Records from a dataset
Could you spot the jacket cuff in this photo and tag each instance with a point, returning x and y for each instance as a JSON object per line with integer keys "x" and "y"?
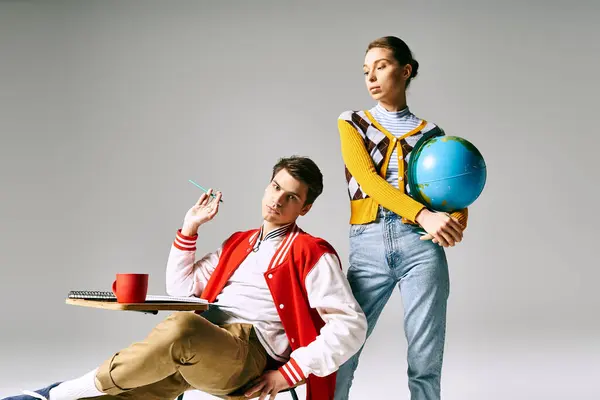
{"x": 292, "y": 372}
{"x": 185, "y": 243}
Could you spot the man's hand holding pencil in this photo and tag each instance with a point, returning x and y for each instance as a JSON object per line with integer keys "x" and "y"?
{"x": 203, "y": 211}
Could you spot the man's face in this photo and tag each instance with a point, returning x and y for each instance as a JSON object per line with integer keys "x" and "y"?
{"x": 284, "y": 198}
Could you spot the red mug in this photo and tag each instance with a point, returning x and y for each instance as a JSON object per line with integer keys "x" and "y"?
{"x": 131, "y": 288}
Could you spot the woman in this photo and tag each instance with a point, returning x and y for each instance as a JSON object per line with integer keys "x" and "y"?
{"x": 386, "y": 243}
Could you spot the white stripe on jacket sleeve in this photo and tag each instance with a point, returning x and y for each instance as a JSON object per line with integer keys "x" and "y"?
{"x": 184, "y": 276}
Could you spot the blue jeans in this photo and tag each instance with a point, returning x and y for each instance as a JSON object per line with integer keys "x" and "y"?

• Problem description: After removing the pictures, repeat the remaining records exactly.

• Solution for this task:
Could you spot the jacket cuff in this photo and tag each instance with a point, returning x and y for each instance as a JSON object per line with integer keys "x" and "y"?
{"x": 292, "y": 372}
{"x": 185, "y": 243}
Could you spot the man's hand holding pencil in this photo and tag each instance with a point, returning x and y for each instance as a JSON object per line with integer keys "x" and "y"?
{"x": 203, "y": 211}
Could you spot the man's face in this photo and tag each instance with a point, returning x and y for each instance as a JSON object per line with integer keys "x" and "y"?
{"x": 284, "y": 198}
Could you spot the red mug in this photo and tag each instance with a point, returning x and y for each instance as a JSON object per line with integer keys "x" and "y"?
{"x": 131, "y": 288}
Could you spot the woman in this photo and tag each instance with a point, returning x and y for each instance as a JSON object per line with integer keys "x" and "y"?
{"x": 386, "y": 243}
Could you spot the white stripe on jacket sleeve in this photo and tag each instance with a point, returning x and y for each instance as a JSON object per line with integer keys "x" and "y"?
{"x": 184, "y": 276}
Could you spot the blue jeans in this photo and tag each instance with a point, returning x and y for each instance as a JSON object per line with integer keys "x" and "y"?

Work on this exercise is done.